(TEXT BLOCK Opens)

Small-pane timber sash and case glazing throughout. Grey slate roof; tall octagonal cans with bevelled faces, heavily moulded at top; cast-iron rainwater goods to rear elevation and to courtyard ranges.
S (FRONT) ELEVATION: symmetrical 18-bay elevation comprising 2-storey, 5-bay blocks between end towers, made up of pair of 4-storey turrets flanking 3-storey canted bay, and central tower with 5-storey octagonal turrets flanking 4-storey entrance bay. SW and SE towers: square-plan, comprising 4 ogee-domed angle turrets with advanced canted bays between (to 2 exterior faces), surmounted by castellated parapet and polygonal flues. Central tower: 4 domed, lanterned octagonal turrets, with moulded Tudor-arched entrance and 3-storey oriel window between 2 front towers. 5-bay blocks between towers: pair of 5-bay, 2-storey buttressed and castellated ranges linking SW and SE end towers with central tower.
W (SIDE) ELEVATION: symmetrical 19-bay elevation comprising end towers (articulated as S faces of SW and SE towers above) with 2-storey, 13-bay block between (articulated as 5-bay blocks to S elevation above), with entrance at ground, 4th bay from S end, as follows: Tudor-arched opening in rectilinear surround with corbelled hoodmould; 2-leaf coffered timber door with coffered band above and multi-pane fanlight with vertical astragals.
E (SIDE) ELEVATION: as W elevation with minor differences: additional, basement floor to NE tower; single-bay, square-plan, walled terrace area with panelled and corniced die and pedestalled pyramidal finial, all supported on pair of large, curvilinear brackets to left-hand bay of NE tower at ground level. Service rooms at basement level beneath flight of steps and terrace leading E from most northern bay of 13-bay block. Segmental-arched bipartite windows to each N-facing bay of service rooms; boarded timber door penultimate bay from W end; deeply chamfered jambs and corbelled hoodmoulds.
N (REAR) ELEVATION: symmetrical 23-bay elevation comprising 2-storey and basement 17-bay range between pair of end towers, comprising (as to other elevations, with additional basement storey) pair of 4-storey turrets flanking 3-storey canted bay; 9-bay chapel with corner turrets projecting from central 3 bays.

(TEXT BLOCK Closes)

*PROBLEM TO WORK ON*: Extend the architectural description of the building's elevations past its final sentence on the north (rear) elevation. Nothing in the listing below has any bearing on the architectural description.

(PROVIDED DATA Opens)

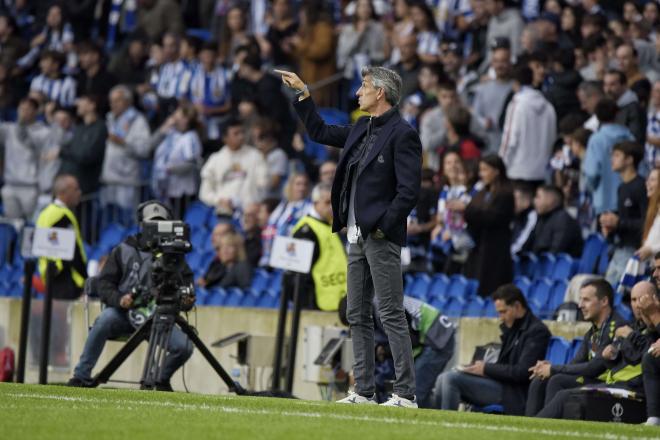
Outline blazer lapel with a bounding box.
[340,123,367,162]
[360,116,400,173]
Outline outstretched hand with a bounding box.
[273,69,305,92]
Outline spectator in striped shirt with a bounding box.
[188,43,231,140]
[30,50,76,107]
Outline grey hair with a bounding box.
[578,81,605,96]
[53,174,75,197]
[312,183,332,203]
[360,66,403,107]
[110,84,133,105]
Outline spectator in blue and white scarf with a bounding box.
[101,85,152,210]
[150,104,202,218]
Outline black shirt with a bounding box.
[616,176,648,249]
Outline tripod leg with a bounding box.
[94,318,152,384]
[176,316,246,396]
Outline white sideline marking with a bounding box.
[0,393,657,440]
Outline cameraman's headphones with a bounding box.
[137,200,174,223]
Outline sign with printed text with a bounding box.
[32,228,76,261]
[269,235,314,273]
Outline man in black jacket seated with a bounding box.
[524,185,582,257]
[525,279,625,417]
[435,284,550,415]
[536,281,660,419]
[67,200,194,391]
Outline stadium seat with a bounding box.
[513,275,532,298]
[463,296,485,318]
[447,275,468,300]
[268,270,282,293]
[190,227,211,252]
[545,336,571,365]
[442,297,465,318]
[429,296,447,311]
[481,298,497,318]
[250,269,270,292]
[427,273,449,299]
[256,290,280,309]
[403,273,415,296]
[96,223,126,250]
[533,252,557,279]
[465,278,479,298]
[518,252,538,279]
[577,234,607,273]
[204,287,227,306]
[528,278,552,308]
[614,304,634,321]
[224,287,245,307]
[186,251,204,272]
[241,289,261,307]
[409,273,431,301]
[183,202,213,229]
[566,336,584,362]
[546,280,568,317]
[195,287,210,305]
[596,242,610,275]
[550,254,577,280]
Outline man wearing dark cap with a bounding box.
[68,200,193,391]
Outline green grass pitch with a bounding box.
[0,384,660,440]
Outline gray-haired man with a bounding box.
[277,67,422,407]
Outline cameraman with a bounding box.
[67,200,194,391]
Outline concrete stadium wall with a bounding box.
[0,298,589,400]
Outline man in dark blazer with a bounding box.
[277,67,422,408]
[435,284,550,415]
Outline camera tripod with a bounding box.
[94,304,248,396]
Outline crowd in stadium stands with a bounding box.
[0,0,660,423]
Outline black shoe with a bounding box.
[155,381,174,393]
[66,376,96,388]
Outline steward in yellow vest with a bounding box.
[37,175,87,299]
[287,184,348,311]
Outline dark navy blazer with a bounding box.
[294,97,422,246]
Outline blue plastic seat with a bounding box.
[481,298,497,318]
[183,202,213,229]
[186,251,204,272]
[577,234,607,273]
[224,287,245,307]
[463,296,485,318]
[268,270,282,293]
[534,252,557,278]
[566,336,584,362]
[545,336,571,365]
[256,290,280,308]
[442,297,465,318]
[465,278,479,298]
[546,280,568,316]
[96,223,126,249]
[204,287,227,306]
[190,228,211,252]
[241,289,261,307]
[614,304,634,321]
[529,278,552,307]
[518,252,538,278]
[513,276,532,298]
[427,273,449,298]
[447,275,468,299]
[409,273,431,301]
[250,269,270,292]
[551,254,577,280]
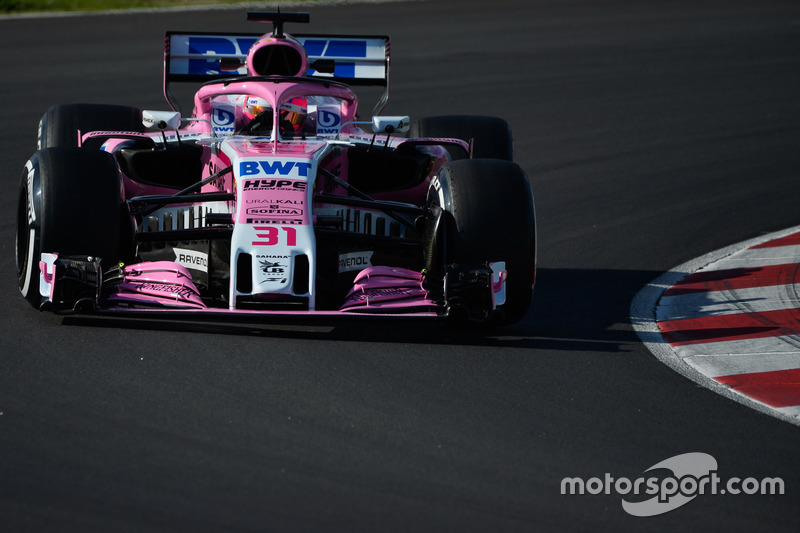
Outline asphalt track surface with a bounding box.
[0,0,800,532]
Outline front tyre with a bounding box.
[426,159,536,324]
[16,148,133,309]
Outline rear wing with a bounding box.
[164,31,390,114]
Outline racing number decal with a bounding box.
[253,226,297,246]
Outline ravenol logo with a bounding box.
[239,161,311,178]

(PROVIDED DATA Closes)

*YOUR RESPONSE*:
CHAPEL: symmetrical, buttressed, rectangular-plan chapel, 9-bay by 3-bay, with moulded castellated parapets and 3-storey ogee-domed octagonal end turrets; base course; corniced string course to each floor of turrets; corniced frieze containing carved stones with various emblems (stylised 'D', rosette, fleur-de-lys, star) to chapel sides; corbelled hoodmoulds to windows. E and W elevations: stepped buttresses separate each bay, topped by carved faces at cornice level and, above, by swept triangular pediments, in turn surmounted by thistle, rose, star, fleur-de-lys and half-moon motifs emerging from carved foliage; large, four-centred, mullioned and transomed window to each bay, with shields bearing carved motifs above; small, narrow lights to alternate faces of octagonal turrets at each floor; band of rosettes beneath heavily-projecting cornice at springing of leaded ogee dome with ball and spike finial to each turret. N end: 3-bay; pair of windows as at side elevations flank advanced canted bay to centre, rising to cornice level; tall, narrow, rectangular-framed windows with column of 3 leaded lights to each side face and 2 columns of 3 leaded lights to central face; recessed carved panels above moulded cornice, with elaborate strapwork carving and corniced ball finials above; bold relief carving to central section of parapet.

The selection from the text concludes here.